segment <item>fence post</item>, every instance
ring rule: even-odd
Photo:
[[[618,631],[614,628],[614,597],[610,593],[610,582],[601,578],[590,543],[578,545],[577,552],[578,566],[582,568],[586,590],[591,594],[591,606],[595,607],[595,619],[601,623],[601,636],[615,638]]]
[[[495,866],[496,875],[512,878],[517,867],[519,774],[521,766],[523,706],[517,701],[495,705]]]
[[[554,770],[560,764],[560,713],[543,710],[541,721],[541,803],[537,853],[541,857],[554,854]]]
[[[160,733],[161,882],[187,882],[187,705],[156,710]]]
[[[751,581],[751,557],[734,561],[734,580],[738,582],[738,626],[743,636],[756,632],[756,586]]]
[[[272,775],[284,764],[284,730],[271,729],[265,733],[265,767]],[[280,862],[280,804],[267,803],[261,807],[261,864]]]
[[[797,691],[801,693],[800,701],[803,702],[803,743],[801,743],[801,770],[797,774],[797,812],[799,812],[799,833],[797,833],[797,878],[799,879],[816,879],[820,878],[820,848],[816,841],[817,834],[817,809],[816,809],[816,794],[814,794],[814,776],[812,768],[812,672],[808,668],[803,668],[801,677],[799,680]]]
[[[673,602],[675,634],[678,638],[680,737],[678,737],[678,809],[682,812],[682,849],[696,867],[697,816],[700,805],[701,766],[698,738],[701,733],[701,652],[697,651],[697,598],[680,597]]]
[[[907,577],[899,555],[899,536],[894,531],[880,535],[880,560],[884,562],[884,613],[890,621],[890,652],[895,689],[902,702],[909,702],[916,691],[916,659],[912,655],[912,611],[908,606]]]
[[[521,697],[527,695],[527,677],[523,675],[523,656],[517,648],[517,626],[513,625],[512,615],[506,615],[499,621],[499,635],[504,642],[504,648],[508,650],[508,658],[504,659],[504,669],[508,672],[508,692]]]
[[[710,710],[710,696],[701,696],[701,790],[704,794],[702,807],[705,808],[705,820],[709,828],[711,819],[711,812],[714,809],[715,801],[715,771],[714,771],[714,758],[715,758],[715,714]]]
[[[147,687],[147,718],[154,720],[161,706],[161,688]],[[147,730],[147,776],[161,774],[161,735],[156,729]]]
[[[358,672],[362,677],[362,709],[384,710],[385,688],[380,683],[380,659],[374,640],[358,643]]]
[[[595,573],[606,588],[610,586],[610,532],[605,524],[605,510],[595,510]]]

_SHORT TASK_. List each line of the entries above that contains the word "post", reproducing every such line in full.

_TASK ANSWER_.
segment <item>fence post</item>, every instance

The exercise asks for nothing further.